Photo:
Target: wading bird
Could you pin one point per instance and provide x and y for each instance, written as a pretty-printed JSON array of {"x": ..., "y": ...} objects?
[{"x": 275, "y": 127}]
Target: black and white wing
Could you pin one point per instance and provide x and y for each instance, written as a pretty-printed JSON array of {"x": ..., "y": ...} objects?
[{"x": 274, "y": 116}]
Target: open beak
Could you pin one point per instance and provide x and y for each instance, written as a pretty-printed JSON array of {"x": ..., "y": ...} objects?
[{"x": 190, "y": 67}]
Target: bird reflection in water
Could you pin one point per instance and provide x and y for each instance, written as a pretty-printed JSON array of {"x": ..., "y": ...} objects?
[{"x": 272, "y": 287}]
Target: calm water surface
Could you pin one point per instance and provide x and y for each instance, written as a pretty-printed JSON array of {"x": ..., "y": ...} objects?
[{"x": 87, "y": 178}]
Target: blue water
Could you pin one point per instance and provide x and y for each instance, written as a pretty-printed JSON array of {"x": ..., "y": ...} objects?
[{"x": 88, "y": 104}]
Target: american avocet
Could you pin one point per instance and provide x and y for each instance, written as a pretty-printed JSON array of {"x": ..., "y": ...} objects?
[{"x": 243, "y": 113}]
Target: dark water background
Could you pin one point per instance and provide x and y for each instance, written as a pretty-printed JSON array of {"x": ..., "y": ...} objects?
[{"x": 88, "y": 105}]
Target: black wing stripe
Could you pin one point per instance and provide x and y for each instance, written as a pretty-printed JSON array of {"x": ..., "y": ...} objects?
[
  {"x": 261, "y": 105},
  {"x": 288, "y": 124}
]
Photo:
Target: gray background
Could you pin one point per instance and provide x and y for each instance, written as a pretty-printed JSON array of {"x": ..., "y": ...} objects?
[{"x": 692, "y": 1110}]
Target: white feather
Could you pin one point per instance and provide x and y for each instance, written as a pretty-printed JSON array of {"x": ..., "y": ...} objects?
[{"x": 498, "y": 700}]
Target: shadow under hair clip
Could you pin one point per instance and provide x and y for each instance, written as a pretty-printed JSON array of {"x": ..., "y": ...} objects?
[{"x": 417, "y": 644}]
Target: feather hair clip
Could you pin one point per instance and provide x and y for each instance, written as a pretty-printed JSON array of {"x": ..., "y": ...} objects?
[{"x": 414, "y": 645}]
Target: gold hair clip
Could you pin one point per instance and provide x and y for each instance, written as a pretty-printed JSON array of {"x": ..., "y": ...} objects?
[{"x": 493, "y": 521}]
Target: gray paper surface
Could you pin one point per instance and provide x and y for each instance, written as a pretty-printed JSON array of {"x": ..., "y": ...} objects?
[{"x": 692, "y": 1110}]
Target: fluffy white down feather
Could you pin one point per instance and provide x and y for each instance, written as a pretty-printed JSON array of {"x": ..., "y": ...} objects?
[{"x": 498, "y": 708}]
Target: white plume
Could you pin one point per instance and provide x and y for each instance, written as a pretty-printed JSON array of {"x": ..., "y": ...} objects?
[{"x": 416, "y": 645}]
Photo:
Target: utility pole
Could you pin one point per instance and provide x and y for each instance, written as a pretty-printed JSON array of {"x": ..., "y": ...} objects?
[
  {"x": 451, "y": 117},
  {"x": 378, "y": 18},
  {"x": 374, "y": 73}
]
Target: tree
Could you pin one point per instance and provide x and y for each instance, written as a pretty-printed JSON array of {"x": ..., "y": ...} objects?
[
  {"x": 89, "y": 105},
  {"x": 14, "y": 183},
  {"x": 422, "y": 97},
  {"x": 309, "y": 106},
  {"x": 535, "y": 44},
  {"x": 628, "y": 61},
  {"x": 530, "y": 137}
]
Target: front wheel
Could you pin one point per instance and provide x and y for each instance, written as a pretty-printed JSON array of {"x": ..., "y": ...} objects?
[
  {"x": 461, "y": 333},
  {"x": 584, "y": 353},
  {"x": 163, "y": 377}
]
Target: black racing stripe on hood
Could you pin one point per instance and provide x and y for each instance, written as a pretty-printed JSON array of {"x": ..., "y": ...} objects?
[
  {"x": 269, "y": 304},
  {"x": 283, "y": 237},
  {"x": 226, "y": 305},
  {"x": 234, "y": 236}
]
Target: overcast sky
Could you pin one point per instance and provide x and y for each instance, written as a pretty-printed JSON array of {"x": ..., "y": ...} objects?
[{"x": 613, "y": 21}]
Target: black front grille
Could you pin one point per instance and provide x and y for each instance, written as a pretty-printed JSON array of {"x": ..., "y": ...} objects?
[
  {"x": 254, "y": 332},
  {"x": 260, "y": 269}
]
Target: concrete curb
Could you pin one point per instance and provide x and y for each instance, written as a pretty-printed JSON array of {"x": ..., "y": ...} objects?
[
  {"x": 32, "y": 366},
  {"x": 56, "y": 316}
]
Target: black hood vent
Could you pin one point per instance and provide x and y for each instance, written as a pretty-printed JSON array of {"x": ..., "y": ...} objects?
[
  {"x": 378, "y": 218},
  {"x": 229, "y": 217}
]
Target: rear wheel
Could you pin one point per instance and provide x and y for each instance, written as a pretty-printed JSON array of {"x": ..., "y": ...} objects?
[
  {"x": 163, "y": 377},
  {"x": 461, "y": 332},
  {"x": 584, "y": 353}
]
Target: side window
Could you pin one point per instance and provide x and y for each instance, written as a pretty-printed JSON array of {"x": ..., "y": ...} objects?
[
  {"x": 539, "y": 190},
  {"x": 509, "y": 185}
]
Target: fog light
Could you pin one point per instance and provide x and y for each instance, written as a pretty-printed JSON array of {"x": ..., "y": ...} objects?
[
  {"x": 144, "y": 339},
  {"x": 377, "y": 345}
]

*****

▶ _AUFGABENSTELLUNG_
Gib sämtliche Einträge oben Zeile für Zeile unverändert aus.

▶ _ERGEBNIS_
Photo:
Target: wading bird
Could you pin one point per instance and provide x and y for each instance, written as a pretty-printed JSON array of {"x": ..., "y": ...} objects?
[{"x": 275, "y": 127}]
Target: black and white wing
Could you pin one point per instance and provide x and y for each instance, written as a pretty-printed JSON array of {"x": ..., "y": ...} objects?
[{"x": 274, "y": 116}]
Target: open beak
Could you pin one point per instance and provide x and y for each instance, written as a pretty-printed JSON array of {"x": ..., "y": ...} objects?
[{"x": 190, "y": 67}]
Target: bird reflection in water
Could you pin one point per instance and provide x and y for each instance, written as a pretty-printed JSON array of {"x": ..., "y": ...} objects?
[{"x": 272, "y": 287}]
Target: calm water surface
Could you pin one point per instance and provide x and y for each instance, written as a pretty-printed JSON array of {"x": ..., "y": ...} objects?
[{"x": 87, "y": 178}]
Target: blue water
Could you pin one point per instance and provide x and y for each instance, written as a pretty-printed JSON array of {"x": ..., "y": ...} objects?
[{"x": 88, "y": 104}]
Target: american avocet
Could you pin one point per instance and provide x and y for each instance, written as a pretty-printed JSON array of {"x": ..., "y": ...} objects?
[{"x": 243, "y": 113}]
Target: dark water background
Could you pin one point per instance and provide x and y for each instance, written as a pretty-printed JSON array of {"x": ..., "y": ...} objects?
[{"x": 88, "y": 105}]
Target: black wing stripe
Could you pin one point per instance and provide x and y for each instance, written as a pretty-printed JSON array of {"x": ..., "y": ...} objects?
[
  {"x": 261, "y": 105},
  {"x": 288, "y": 124}
]
Photo:
Target: gray background
Could you pin one point per instance and provide x and y for each instance, written as a pretty-printed JSON array of {"x": ..., "y": ...} objects?
[{"x": 692, "y": 1110}]
Target: white feather
Could you pin one point per instance and provide x and y for each instance, written as a pretty-printed JSON array of {"x": ..., "y": ...} objects?
[{"x": 498, "y": 700}]
Target: shadow under hair clip
Could you pin one point per instance and provide x and y for each instance, written as a pretty-printed JSON array of {"x": ..., "y": ...} objects?
[{"x": 417, "y": 644}]
Target: feather hair clip
Could you pin one point per instance and provide x and y for each instance, written as a pretty-printed JSON array of {"x": ..., "y": ...} objects?
[{"x": 414, "y": 645}]
Target: gold hair clip
Could you pin one point per instance and provide x and y for each instance, written as a pretty-printed JSON array of {"x": ..., "y": ...} objects?
[{"x": 493, "y": 521}]
Target: gray paper surface
Could you pin one point per instance and provide x and y for each instance, written as a pretty-printed JSON array of {"x": ..., "y": ...} objects?
[{"x": 692, "y": 1110}]
Target: fluffy white down feather
Could you pin one point per instance and provide x and y for each instance, written as a pretty-printed JSON array of {"x": ..., "y": ...} objects?
[{"x": 498, "y": 708}]
Target: white plume
Could you pin one point per instance and provide x and y for each instance, written as a pretty-printed JSON array of {"x": ..., "y": ...} objects?
[{"x": 416, "y": 645}]
Photo:
Target: utility pole
Could you pin one point per instance and provide x and y for each instance, written as a pretty-printed JSON array of {"x": ..., "y": ...} objects?
[
  {"x": 451, "y": 117},
  {"x": 378, "y": 18},
  {"x": 374, "y": 73}
]
Target: tree
Could you pin one point per instance and provide x and y for each instance, written as a pretty-printed JSON array of {"x": ..., "y": ...} objects?
[
  {"x": 89, "y": 105},
  {"x": 14, "y": 183},
  {"x": 422, "y": 97},
  {"x": 309, "y": 106},
  {"x": 535, "y": 44},
  {"x": 628, "y": 61},
  {"x": 530, "y": 137}
]
Target: front wheel
Could you pin one point per instance and provide x and y for each instance, written as a pretty-printed JSON array of {"x": ..., "y": ...} objects?
[
  {"x": 461, "y": 333},
  {"x": 584, "y": 353},
  {"x": 163, "y": 377}
]
Target: black racing stripe on hood
Could you pin one point per instance and provide x and y for each instance, written as a pretty-printed JSON array of {"x": ..., "y": ...} objects?
[
  {"x": 269, "y": 304},
  {"x": 283, "y": 237},
  {"x": 226, "y": 305},
  {"x": 234, "y": 236}
]
Target: overcast sky
Could you pin one point per instance and provide x and y for each instance, written as a pretty-printed JSON array of {"x": ..., "y": ...} objects?
[{"x": 613, "y": 21}]
Target: black front grille
Could you pin one point per instance and provide x and y for each instance, written as a pretty-printed JSON array of {"x": ..., "y": ...} objects?
[
  {"x": 254, "y": 332},
  {"x": 260, "y": 269}
]
Target: concrete curb
Could you pin one point per instance and provide x and y for each instance, written as a pretty-printed JSON array of {"x": ..., "y": ...} objects?
[
  {"x": 32, "y": 366},
  {"x": 56, "y": 316}
]
Target: black hood vent
Could you pin one point per instance and provide x and y for each instance, written as a pretty-printed JSON array of {"x": ..., "y": ...} objects?
[
  {"x": 378, "y": 218},
  {"x": 229, "y": 217}
]
Target: rear wheel
Could you pin one point per instance and provide x and y for each instance, written as a pretty-printed JSON array of {"x": ..., "y": ...} objects?
[
  {"x": 163, "y": 377},
  {"x": 461, "y": 332},
  {"x": 584, "y": 353}
]
Target: side window
Could you pin one point per instance and provide x and y for each instance, written as a pretty-printed JSON array of {"x": ..., "y": ...} objects?
[
  {"x": 539, "y": 190},
  {"x": 509, "y": 185}
]
Target: fog light
Could you pin one point per instance and provide x and y for each instance, written as a pretty-printed JSON array of {"x": ..., "y": ...} objects?
[
  {"x": 144, "y": 339},
  {"x": 377, "y": 345}
]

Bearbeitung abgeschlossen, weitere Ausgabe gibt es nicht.